-- Podany tekst --
++++++++++
Skocz do zawartości
Nerwica.com

tup_tup

Użytkownik
  • Postów

    91
  • Dołączył

  • Ostatnia wizyta

Treść opublikowana przez tup_tup

  1. U mnie troszkę inaczej to wygląda, ja chyba wciąż nie mogę uwierzyć, że ten problem, problem który znałam jak dotąd tylko z literatury dotyczy właśnie mnie... [Dodane po edycji:] Co by to nie było, pozbądź się tego szybciutko :)
  2. Z takim podejściem napewno... Wiesz co robiłam przez te 6 lat żeby nie skupiać się na sobie, żeby nie myśleć, nie analizować, żeby ukryć siebie przed sobą samym? Pracowałam jako wolotrariusz w stwowarzyszeniu, które zajmowało się dziećmi z rodzin alkoholików. To było niesamowite lekarstwo. Niestety w końcu miarka się przebrała, już nie umiałam dusić w sobie, wtedy zaczęłam szukać pomocy. Szkoda, że tak późno... Twoje doświadczenia sprawiają, że w wielku kwestiach życia potrafisz zrozumieć więcej niż inny, podziel się tym! Podziel się swoim doświadczeniem i swoim bólem... :)
++++++++++
-- Zadanie 1 --
Przepisz krócej akapit z tekstu z forum, który zaczyna się od słów „Z takim podejściem napewno”. Zachowaj najważniejsze fakty.
-- Zadanie 2 --
Kontynuuj tekst z forum, zaczynając zaraz po jego ostatnim zdaniu.
++++++++++
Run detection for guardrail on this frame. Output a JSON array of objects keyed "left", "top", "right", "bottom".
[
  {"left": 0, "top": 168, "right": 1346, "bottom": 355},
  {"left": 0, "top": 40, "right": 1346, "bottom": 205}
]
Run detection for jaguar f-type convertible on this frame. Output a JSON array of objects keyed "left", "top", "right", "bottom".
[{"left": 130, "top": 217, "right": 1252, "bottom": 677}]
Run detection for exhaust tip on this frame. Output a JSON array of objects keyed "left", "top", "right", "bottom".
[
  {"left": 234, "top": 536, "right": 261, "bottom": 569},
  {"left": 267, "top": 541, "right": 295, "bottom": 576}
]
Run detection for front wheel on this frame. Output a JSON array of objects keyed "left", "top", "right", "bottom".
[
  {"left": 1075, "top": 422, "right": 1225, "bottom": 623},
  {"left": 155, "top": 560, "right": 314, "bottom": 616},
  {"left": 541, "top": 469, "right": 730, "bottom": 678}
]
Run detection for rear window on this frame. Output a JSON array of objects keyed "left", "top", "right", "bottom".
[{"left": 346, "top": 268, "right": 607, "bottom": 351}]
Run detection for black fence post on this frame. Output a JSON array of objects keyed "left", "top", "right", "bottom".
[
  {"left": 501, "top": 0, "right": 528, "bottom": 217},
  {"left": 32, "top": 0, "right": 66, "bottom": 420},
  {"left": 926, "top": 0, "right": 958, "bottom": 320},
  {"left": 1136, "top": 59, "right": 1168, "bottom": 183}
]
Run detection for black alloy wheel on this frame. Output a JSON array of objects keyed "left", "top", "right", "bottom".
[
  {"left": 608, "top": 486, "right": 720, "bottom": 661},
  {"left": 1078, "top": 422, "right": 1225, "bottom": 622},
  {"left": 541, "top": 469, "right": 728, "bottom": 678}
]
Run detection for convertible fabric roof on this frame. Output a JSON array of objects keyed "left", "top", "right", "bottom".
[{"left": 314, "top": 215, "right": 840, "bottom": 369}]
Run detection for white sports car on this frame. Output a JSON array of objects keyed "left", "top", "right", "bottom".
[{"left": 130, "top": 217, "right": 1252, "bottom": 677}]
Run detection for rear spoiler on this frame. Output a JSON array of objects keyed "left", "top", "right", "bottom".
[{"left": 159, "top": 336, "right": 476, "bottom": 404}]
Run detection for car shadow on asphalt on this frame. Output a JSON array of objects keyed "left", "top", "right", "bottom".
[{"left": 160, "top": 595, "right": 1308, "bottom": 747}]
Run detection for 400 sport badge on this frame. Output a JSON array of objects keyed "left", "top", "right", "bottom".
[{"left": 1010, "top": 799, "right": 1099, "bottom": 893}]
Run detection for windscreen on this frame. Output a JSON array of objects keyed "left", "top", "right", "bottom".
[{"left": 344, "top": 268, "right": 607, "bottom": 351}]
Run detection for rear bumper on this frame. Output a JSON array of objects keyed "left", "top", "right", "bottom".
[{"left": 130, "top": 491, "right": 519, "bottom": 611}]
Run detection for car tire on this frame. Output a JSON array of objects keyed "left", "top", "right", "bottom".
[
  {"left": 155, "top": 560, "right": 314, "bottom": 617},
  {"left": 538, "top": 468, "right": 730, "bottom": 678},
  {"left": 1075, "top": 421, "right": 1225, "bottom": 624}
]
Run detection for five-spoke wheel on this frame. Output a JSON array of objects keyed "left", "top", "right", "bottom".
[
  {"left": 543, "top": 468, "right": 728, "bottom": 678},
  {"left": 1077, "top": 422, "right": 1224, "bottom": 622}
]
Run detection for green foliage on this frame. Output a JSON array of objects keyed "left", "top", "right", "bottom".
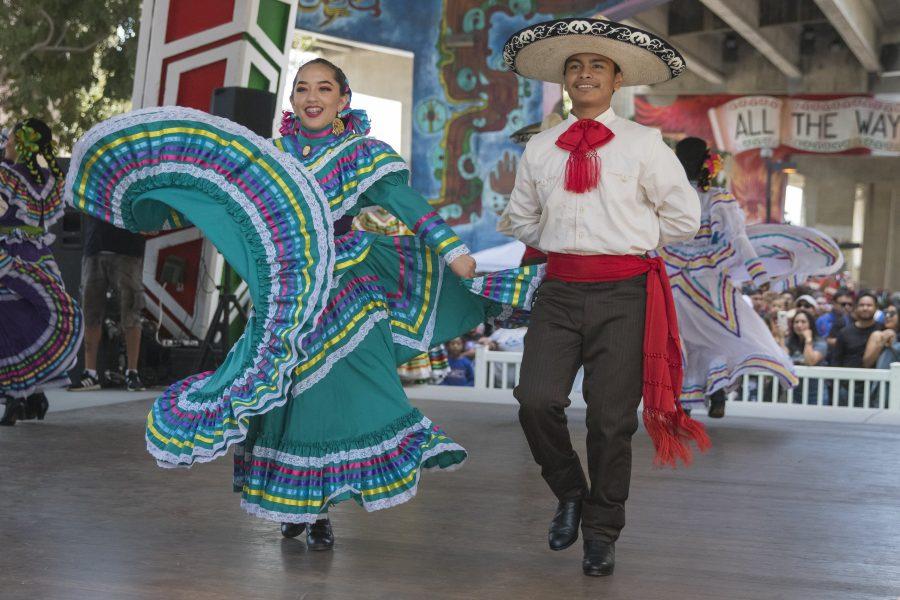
[{"left": 0, "top": 0, "right": 141, "bottom": 149}]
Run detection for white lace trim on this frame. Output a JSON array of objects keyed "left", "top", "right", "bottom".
[
  {"left": 241, "top": 443, "right": 467, "bottom": 523},
  {"left": 251, "top": 417, "right": 432, "bottom": 468},
  {"left": 64, "top": 107, "right": 335, "bottom": 466},
  {"left": 444, "top": 244, "right": 471, "bottom": 265},
  {"left": 0, "top": 164, "right": 65, "bottom": 227},
  {"left": 332, "top": 163, "right": 409, "bottom": 220},
  {"left": 0, "top": 257, "right": 84, "bottom": 372}
]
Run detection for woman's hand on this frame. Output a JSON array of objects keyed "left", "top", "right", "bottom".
[{"left": 450, "top": 254, "right": 475, "bottom": 279}]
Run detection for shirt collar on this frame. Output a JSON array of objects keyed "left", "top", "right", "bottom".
[{"left": 566, "top": 106, "right": 616, "bottom": 125}]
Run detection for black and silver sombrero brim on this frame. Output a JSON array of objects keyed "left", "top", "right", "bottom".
++++++++++
-- Odpowiedź 1 --
Przez 6 lat, żeby nie skupiać się na sobie, nie myśleć i nie analizować, pracowałam jako wolontariusz w stowarzyszeniu pomagającym dzieciom z rodzin alkoholików. To było świetne lekarstwo. W końcu nie umiałam już dusić wszystkiego w sobie i zaczęłam szukać pomocy, szkoda, że tak późno. Twoje doświadczenia pozwalają ci w wielu sprawach rozumieć więcej niż inni, więc podziel się nimi i swoim bólem.

-- Odpowiedź 2 --
  3. "Łap szczęście za nogi..." - skąd ja to znam, a ile razy się na tym przejechałam, nawet tutaj... ;( Każdy z Nas stara się jakoś pomagać i radzić i sobie i innym, i każdy z nas ma też te gorsze dni, a wtedy (przynajmniej w moim przypadku) lepiej tutaj (i nigdzie indziej) nie wchodzić, bo wtedy brak odpowiedzi, długie oczekiwanie bądź niewłaściwa odpowiedz mogą mieć nieodpowiednie skutki. Czekając spróbuj pomyśleć, że może ktoś właśnie teraz potrzebuje Twojego wsparcia, przejdź się po innych topikach... nieidealna życie nie jest łatwe, a z problemami jeszcze trudniejsze, ale po to są takie instytucje jak psychiatra/psycholog/psychoterapeuta by nam to życie ułatwiać. Nie czekaj dłużej, bo pogłębiasz się tylko niepotrzebnie w problemie. Sama siebie w bólu nakręcasz... Znam to z doświadczenia i wiem jak to może boleć. Ja zbierałam się 6lat, teraz wiem, że straciłam co najmniej 6 lat "normalnego" życia... Może gdybym ruszyła wcześniej, dziś byłoby wiele łatwiej. Pozdrawiam i życzę spokojnej nocy, a jutro owocnego dnia...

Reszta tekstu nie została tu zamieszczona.